TASK BRIEF →
Copy all the records below, substituting "field review" for every "site survey" and leaving everything else unchanged.

DATA SUPPLIED →

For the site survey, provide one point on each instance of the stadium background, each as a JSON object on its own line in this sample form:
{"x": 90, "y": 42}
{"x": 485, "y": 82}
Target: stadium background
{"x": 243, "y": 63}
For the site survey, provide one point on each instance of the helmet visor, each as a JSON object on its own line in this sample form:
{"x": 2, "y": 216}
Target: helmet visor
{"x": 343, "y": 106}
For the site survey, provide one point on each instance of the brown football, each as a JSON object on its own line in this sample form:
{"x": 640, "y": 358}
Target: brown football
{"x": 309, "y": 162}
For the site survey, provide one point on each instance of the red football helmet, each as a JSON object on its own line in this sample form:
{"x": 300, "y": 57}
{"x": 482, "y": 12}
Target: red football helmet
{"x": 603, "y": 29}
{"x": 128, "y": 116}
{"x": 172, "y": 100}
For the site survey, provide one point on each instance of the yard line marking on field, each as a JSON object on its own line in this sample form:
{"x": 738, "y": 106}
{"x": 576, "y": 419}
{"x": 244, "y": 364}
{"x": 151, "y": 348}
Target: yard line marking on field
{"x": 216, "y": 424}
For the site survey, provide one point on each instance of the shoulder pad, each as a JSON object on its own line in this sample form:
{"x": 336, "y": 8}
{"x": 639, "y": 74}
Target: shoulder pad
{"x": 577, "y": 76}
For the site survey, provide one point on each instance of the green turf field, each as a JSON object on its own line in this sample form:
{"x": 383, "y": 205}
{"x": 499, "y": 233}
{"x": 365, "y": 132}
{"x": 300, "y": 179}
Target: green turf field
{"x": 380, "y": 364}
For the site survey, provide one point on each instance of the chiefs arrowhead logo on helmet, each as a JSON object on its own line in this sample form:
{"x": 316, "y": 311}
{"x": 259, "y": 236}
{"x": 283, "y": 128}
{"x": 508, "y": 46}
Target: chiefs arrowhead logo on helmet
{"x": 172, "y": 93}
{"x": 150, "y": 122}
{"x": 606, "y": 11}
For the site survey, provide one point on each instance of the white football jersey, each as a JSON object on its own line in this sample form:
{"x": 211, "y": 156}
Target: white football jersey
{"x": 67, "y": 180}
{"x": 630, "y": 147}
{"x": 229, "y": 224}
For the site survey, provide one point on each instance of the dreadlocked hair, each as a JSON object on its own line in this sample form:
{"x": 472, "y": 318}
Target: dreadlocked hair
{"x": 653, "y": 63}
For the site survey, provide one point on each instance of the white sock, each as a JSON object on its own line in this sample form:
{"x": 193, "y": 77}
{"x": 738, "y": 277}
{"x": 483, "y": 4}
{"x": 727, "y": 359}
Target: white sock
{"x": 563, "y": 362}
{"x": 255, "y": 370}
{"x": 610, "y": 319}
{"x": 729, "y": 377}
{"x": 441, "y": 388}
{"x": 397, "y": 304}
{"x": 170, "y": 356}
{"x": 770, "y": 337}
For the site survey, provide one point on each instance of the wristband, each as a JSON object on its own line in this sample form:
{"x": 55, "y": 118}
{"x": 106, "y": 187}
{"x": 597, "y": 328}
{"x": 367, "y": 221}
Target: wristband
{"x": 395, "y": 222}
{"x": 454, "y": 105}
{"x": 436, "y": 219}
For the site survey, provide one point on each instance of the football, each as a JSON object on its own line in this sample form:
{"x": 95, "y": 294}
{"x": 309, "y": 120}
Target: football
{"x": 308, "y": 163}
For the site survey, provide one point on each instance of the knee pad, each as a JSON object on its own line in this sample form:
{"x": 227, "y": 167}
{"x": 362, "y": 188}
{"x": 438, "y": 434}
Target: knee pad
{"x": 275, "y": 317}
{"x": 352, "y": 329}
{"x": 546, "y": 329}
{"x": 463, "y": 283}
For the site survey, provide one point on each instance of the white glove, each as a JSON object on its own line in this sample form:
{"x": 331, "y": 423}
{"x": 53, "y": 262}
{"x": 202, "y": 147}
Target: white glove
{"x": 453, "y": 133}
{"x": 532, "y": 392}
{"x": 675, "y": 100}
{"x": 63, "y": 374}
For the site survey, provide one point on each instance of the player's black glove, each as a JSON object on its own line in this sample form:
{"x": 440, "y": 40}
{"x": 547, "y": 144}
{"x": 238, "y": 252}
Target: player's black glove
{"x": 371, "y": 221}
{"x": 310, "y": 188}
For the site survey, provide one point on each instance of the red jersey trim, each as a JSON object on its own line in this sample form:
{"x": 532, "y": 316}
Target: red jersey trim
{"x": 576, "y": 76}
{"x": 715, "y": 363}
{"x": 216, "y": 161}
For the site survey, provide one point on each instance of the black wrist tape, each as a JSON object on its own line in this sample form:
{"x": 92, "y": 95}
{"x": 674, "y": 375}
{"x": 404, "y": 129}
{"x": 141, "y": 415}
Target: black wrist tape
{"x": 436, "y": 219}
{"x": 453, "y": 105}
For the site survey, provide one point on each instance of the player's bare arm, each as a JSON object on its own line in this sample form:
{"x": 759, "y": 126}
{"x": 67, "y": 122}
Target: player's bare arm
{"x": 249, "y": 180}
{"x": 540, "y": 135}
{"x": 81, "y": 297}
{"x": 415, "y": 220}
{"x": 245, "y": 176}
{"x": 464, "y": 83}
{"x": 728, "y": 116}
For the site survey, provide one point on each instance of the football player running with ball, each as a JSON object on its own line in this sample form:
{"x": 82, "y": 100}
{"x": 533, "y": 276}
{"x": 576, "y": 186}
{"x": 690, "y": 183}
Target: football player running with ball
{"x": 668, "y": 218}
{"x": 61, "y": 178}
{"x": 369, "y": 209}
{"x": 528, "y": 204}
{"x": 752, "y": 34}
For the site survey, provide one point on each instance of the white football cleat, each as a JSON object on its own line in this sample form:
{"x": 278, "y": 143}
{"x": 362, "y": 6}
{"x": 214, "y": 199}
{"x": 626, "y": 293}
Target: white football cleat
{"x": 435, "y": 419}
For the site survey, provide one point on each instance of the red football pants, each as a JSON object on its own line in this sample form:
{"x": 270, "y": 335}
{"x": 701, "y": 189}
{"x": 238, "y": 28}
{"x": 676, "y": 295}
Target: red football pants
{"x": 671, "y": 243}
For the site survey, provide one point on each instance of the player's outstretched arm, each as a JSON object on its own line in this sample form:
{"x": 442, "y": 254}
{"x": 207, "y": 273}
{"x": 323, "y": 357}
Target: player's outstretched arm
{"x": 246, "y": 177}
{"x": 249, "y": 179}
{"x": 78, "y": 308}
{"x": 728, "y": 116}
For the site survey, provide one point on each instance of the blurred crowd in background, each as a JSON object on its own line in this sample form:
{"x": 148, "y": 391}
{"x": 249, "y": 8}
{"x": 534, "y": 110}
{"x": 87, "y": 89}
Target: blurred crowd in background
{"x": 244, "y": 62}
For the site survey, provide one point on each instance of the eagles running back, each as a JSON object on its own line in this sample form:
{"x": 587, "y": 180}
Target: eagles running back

SOLVED EXERCISE →
For the field review, provide one point on each instance of the stadium background, each as a JSON object on its own line in this sample form:
{"x": 90, "y": 42}
{"x": 485, "y": 82}
Target: stadium background
{"x": 243, "y": 63}
For the field review, provide one point on each instance of the helmet visor, each as a JSON object on its own line in this sample form:
{"x": 2, "y": 216}
Target: helmet visor
{"x": 343, "y": 106}
For the field review, provide one point on each instance of the brown football, each as a JSON object on its own line in this sample form:
{"x": 640, "y": 358}
Target: brown football
{"x": 309, "y": 162}
For the field review, provide one point on each instance of the red football helmet, each as a JSON object on its own line in this sample form:
{"x": 300, "y": 57}
{"x": 482, "y": 12}
Target: red football helmet
{"x": 603, "y": 29}
{"x": 128, "y": 116}
{"x": 172, "y": 100}
For the field review, provide one point on each instance of the yard line marking on field, each as a JSON object on its own line in this sample form:
{"x": 738, "y": 106}
{"x": 576, "y": 419}
{"x": 244, "y": 364}
{"x": 151, "y": 348}
Target: yard line marking on field
{"x": 216, "y": 424}
For the field review, provide one point on each instance of the shoulder pad, each as a JSON object on its own line in this sample form:
{"x": 336, "y": 8}
{"x": 639, "y": 74}
Target: shoulder pad
{"x": 577, "y": 76}
For the field review, provide one point on each instance of the green turf field, each as a JSON object on its own line in this sample form:
{"x": 383, "y": 205}
{"x": 499, "y": 233}
{"x": 365, "y": 132}
{"x": 300, "y": 179}
Target: green turf field
{"x": 380, "y": 364}
For the field review, provide one point on each instance of the chiefs arrowhead logo on helmet, each as a JSON object on its own line in this sample form:
{"x": 316, "y": 311}
{"x": 259, "y": 236}
{"x": 283, "y": 128}
{"x": 508, "y": 46}
Target: chiefs arrowhead logo on helmet
{"x": 172, "y": 93}
{"x": 150, "y": 122}
{"x": 606, "y": 11}
For the field review, provide one point on each instance of the white football jersey, each as a JSON object on its own line in this sample form:
{"x": 211, "y": 156}
Target: white football jersey
{"x": 67, "y": 180}
{"x": 630, "y": 147}
{"x": 229, "y": 224}
For the field review, provide one point on each instance of the dreadlocked hair, each as a JSON object on its own line in this sample form:
{"x": 472, "y": 318}
Target: dreadlocked hair
{"x": 653, "y": 63}
For the field review, provide one point on each instance of the white sock, each as a JSON object on its own line in this sample form:
{"x": 193, "y": 77}
{"x": 738, "y": 277}
{"x": 483, "y": 4}
{"x": 727, "y": 359}
Target: white sock
{"x": 563, "y": 362}
{"x": 255, "y": 370}
{"x": 610, "y": 319}
{"x": 729, "y": 377}
{"x": 441, "y": 388}
{"x": 397, "y": 304}
{"x": 170, "y": 356}
{"x": 770, "y": 337}
For the field review, provide one point on each instance of the wristband, each as a JSON object on its own line in this sample form:
{"x": 55, "y": 118}
{"x": 106, "y": 187}
{"x": 597, "y": 328}
{"x": 367, "y": 221}
Target: wristband
{"x": 395, "y": 222}
{"x": 454, "y": 105}
{"x": 436, "y": 219}
For the field review, provide one point on each instance of the football, each as a JSON object on its own line in this sample form:
{"x": 95, "y": 294}
{"x": 309, "y": 120}
Target: football
{"x": 308, "y": 163}
For the field review, provide one point on each instance of the knee pad, each as a JSON object on its own line in this sample form:
{"x": 227, "y": 167}
{"x": 362, "y": 188}
{"x": 438, "y": 434}
Target: knee pad
{"x": 275, "y": 317}
{"x": 352, "y": 329}
{"x": 546, "y": 329}
{"x": 463, "y": 283}
For the field review, provide one point on each instance of the white glove, each as a JSON object on its own line in this sample form:
{"x": 331, "y": 423}
{"x": 53, "y": 262}
{"x": 202, "y": 147}
Target: white glove
{"x": 453, "y": 133}
{"x": 532, "y": 392}
{"x": 675, "y": 100}
{"x": 63, "y": 374}
For the field review, provide one point on each instance of the player's black glove, each as a JSON object on its own line in this sample form:
{"x": 440, "y": 40}
{"x": 547, "y": 144}
{"x": 238, "y": 252}
Target: player's black glove
{"x": 371, "y": 221}
{"x": 310, "y": 188}
For the field review, provide one point on each instance of the red jersey trim, each as a JSON object on its own line in this sample form:
{"x": 532, "y": 316}
Target: red jersey trim
{"x": 576, "y": 76}
{"x": 715, "y": 363}
{"x": 216, "y": 161}
For the field review, provide one point on each instance of the black wrist tape, each as a JSON object on its own line in this sample form:
{"x": 92, "y": 95}
{"x": 674, "y": 375}
{"x": 404, "y": 129}
{"x": 141, "y": 415}
Target: black wrist tape
{"x": 436, "y": 219}
{"x": 453, "y": 105}
For the field review, provide one point on each instance of the player's bare arm, each as a JSON object on its own line in this sample form:
{"x": 759, "y": 126}
{"x": 67, "y": 122}
Target: player's bare arm
{"x": 249, "y": 180}
{"x": 540, "y": 135}
{"x": 81, "y": 297}
{"x": 415, "y": 220}
{"x": 245, "y": 176}
{"x": 464, "y": 83}
{"x": 728, "y": 116}
For the field review, provide one point on each instance of the football player running with ball, each as a JSON object on its own line in this sample form:
{"x": 82, "y": 100}
{"x": 533, "y": 276}
{"x": 576, "y": 186}
{"x": 690, "y": 183}
Target: football player running with ball
{"x": 668, "y": 218}
{"x": 61, "y": 178}
{"x": 369, "y": 209}
{"x": 528, "y": 204}
{"x": 752, "y": 34}
For the field review, provide one point on each instance of the white football cleat, each as a JSON object on its own line in this sample form:
{"x": 278, "y": 143}
{"x": 362, "y": 6}
{"x": 214, "y": 199}
{"x": 626, "y": 293}
Target: white football cleat
{"x": 435, "y": 419}
For the field review, provide one point on each instance of the red football pants, each as a JSON object on its own line in this sample form:
{"x": 270, "y": 335}
{"x": 701, "y": 189}
{"x": 238, "y": 28}
{"x": 676, "y": 295}
Target: red football pants
{"x": 671, "y": 243}
For the field review, provide one point on each instance of the player's outstretched arm, each as a JSON object on its own line in this sample form:
{"x": 442, "y": 254}
{"x": 207, "y": 273}
{"x": 323, "y": 357}
Target: player's outstretched arm
{"x": 246, "y": 177}
{"x": 249, "y": 179}
{"x": 78, "y": 308}
{"x": 728, "y": 116}
For the field review, provide one point on each instance of the blurred crowd in background, each as a JSON object on its own line in this sample form:
{"x": 148, "y": 391}
{"x": 249, "y": 8}
{"x": 534, "y": 110}
{"x": 87, "y": 89}
Target: blurred crowd in background
{"x": 244, "y": 62}
For the field review, provide one point on each instance of the eagles running back, each as a JSON object on its own line in this sample form:
{"x": 587, "y": 180}
Target: eagles running back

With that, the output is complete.